> [Your assignment]: Copy out every line of the material below, character for character, apart from the pictures.

-.-.-

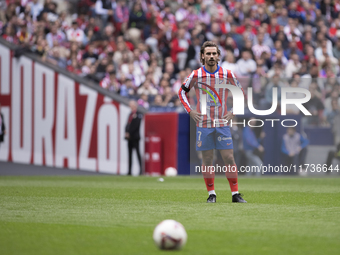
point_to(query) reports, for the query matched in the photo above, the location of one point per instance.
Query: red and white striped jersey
(203, 82)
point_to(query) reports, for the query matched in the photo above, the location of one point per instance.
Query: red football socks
(209, 178)
(232, 177)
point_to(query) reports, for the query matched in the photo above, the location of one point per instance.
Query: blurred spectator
(246, 65)
(179, 47)
(132, 134)
(294, 148)
(229, 63)
(152, 41)
(293, 65)
(314, 106)
(105, 9)
(274, 83)
(75, 34)
(55, 34)
(36, 7)
(2, 127)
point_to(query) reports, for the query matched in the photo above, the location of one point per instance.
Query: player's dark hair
(209, 44)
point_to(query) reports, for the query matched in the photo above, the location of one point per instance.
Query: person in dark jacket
(2, 127)
(132, 134)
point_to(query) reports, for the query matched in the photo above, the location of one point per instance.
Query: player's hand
(195, 116)
(228, 116)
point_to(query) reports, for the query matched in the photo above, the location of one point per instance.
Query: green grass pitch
(117, 215)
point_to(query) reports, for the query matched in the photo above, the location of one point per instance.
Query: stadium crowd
(144, 49)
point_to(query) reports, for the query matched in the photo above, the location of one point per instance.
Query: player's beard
(211, 62)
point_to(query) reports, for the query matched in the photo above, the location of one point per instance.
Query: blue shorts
(218, 138)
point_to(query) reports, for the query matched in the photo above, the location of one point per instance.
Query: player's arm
(232, 79)
(182, 94)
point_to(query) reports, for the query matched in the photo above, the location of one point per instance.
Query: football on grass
(170, 171)
(169, 235)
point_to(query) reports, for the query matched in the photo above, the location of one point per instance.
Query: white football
(170, 171)
(170, 235)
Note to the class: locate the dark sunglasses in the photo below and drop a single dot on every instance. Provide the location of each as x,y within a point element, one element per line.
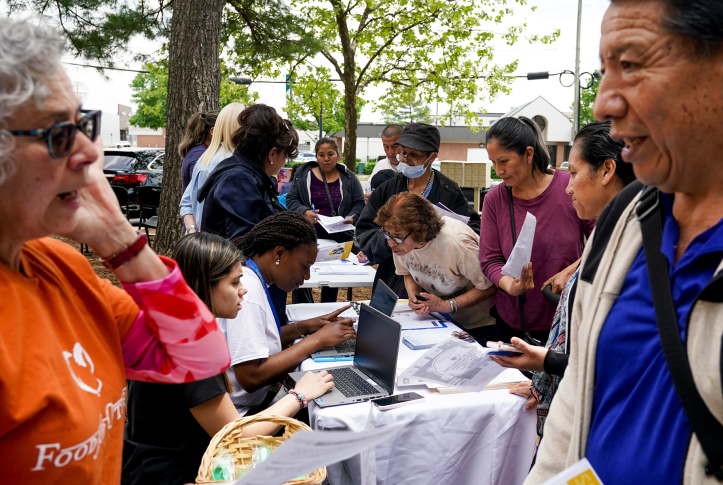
<point>398,240</point>
<point>61,136</point>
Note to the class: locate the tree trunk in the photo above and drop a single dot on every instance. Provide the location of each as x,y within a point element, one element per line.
<point>194,84</point>
<point>350,122</point>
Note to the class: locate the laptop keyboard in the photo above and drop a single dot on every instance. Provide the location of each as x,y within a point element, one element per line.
<point>350,383</point>
<point>346,347</point>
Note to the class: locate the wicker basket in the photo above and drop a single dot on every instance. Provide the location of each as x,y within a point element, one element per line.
<point>230,438</point>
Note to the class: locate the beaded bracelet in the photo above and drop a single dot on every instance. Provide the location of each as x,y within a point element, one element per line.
<point>299,397</point>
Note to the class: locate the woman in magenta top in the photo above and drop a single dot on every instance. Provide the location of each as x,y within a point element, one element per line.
<point>520,157</point>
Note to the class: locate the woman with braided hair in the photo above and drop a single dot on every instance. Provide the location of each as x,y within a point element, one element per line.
<point>280,251</point>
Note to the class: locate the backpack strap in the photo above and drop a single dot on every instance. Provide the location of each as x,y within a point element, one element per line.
<point>707,428</point>
<point>604,228</point>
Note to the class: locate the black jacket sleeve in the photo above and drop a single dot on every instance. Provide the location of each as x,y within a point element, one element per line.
<point>294,197</point>
<point>357,199</point>
<point>372,243</point>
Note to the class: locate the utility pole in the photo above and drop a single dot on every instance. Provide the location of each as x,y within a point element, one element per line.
<point>576,121</point>
<point>321,120</point>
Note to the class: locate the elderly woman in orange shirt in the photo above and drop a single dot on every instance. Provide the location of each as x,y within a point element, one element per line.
<point>69,339</point>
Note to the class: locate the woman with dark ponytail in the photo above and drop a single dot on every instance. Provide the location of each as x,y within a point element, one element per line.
<point>280,251</point>
<point>520,157</point>
<point>199,131</point>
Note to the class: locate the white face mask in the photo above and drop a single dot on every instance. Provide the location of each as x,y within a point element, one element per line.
<point>413,171</point>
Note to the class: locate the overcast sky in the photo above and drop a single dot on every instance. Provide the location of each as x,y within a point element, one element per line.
<point>105,94</point>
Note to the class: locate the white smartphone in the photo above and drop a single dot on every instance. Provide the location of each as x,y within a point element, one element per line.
<point>503,350</point>
<point>397,400</point>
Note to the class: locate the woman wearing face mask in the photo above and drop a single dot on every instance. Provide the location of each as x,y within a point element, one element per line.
<point>280,250</point>
<point>170,425</point>
<point>519,155</point>
<point>419,148</point>
<point>327,188</point>
<point>597,174</point>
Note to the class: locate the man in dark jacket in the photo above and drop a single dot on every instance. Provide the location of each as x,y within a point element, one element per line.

-.-.-

> [Answer to the exercise]:
point_to(query) reports, for the query matched in the photo above, the location of one point per instance.
Query: red and white striped jersey
(203, 82)
point_to(query) reports, for the query matched in the photo above, the location of one point per instance.
Query: red football socks
(209, 178)
(232, 177)
point_to(query) reports, for the query matched in the photo above, the location of one point per instance.
Query: blurred spectator
(246, 65)
(179, 47)
(132, 134)
(294, 148)
(229, 63)
(152, 41)
(293, 65)
(314, 106)
(105, 9)
(274, 83)
(75, 34)
(55, 34)
(36, 7)
(2, 127)
point_to(query) reports, for the query matched in the photo above, the location of one point per instance.
Query: player's dark hair
(209, 44)
point_to(query) reports, for the query matched in the photo above, the location of one point per instance.
Query: person in dark jacket
(2, 127)
(132, 134)
point_to(query) reports, for the query matched in the photo above, the location of one point per instance.
Query: player's hand
(195, 116)
(228, 116)
point_to(query) reports, for the query matched in the photo above, the location of one point per instance.
Query: green grass pitch
(117, 215)
point_to(query) reports, for the query matched in the photo above, the location of one point per instance.
Query: stadium crowd
(144, 49)
point_to(query) reports, for the query matched in the photo above, the location of one point per instance.
Query: player's beard
(211, 62)
point_to(query) reports, for the query matched in the photo above, the location of one point per instance.
Query: blue shorts
(218, 138)
point_to(query) reports, for the query matched in the photo above, the location of one point per instance.
Query: player's arm
(232, 79)
(182, 94)
point_to(query) reports, for the query matched in the photo above, the location of one point per instance.
Query: football on grass
(170, 171)
(169, 235)
point_to(query) reports, for the query matched in the photo above, the location of one point per instance.
Query: white football
(170, 171)
(170, 235)
Note to the class: locate the dark sunglasses in the photo below and drop a single dot on every instance. Provide the location of each as x,y within a point element, one element per line.
<point>398,240</point>
<point>61,136</point>
Note to the class: locate the tree trunk in the photo above and drop a single dot on every instance. Provide the location of each as x,y within a point element, one element per line.
<point>194,84</point>
<point>350,122</point>
Note to the class: locate the laptop keyboard in the photo above and drop a single dot on every instance. Provide the location of each as x,y within a point element, one element per line.
<point>350,383</point>
<point>346,347</point>
Note to the class: locate the wicker basket in the photo above and drop a single dot on every instance. Provide the location of each as x,y within a point element, one element per line.
<point>230,438</point>
Note to the class: locate the beaded bracelet in the photo above and drop a single dot on every instance. Provide the location of each as x,y within a point element, one element per line.
<point>299,397</point>
Note to the class: locate the woman in magenta top in the photo above and drop a single dot on every instance. Provide the location of each as x,y within a point element, one element per line.
<point>520,157</point>
Note to the class: locate the woman with braided hair in the photo above and drop a single dot on every instance. Provide the location of each as x,y within a point element, one element per line.
<point>280,251</point>
Note to the class: locate the backpack strap in the photo above and drop a single dot on every instance. Provide the location of each as x,y within a point element, one element per line.
<point>707,428</point>
<point>604,228</point>
Note to the class: locate the black jacket sleeve in the photo above and drop a single dot on every instance. Provide the location of each as x,y within a point element, one element per line.
<point>294,197</point>
<point>357,199</point>
<point>372,243</point>
Note to the class: locate the utility pole in the photo above and drop a single dot on every instance. Provide the location of each as x,y within a point element, one element per line.
<point>576,121</point>
<point>321,120</point>
Note to the class: locate the elderly woman in orange shirt in the photo above and drop a single dot on every instance. Provide the location of each as x,y within a point element, one element per line.
<point>69,339</point>
Note to the class: locate the woman with dark ponytail in the photo above and drop a single dot on every instance. Provide the location of each as x,y within a point element, one element per line.
<point>280,251</point>
<point>520,157</point>
<point>199,131</point>
Note to the class: locate the white face mask in the photo above and drop a single dot on every instance. Provide the location of each as x,y within a point element, one element per line.
<point>413,171</point>
Note to the class: locate the overcast sky in the photo above and drop a single dot on every instance. Provide the location of each as x,y within a point element, one element per line.
<point>105,94</point>
Note to the class: locate the white smartphone in the photo above and drop a single dot on every instance. Provide the location of each as x,y within a point element, one element per line.
<point>503,350</point>
<point>397,400</point>
Note to the class: locate the woman wearing face mask in the photo above and drop a single dot on every instance. Provide the location of each as x,y within a point element, one element per line.
<point>280,250</point>
<point>170,425</point>
<point>519,155</point>
<point>419,148</point>
<point>327,188</point>
<point>597,174</point>
Note to the class: locate the man in dark jacket in the photo above and drop a single dot on every instance. Provide the location of each as x,y within a point element, one element per line.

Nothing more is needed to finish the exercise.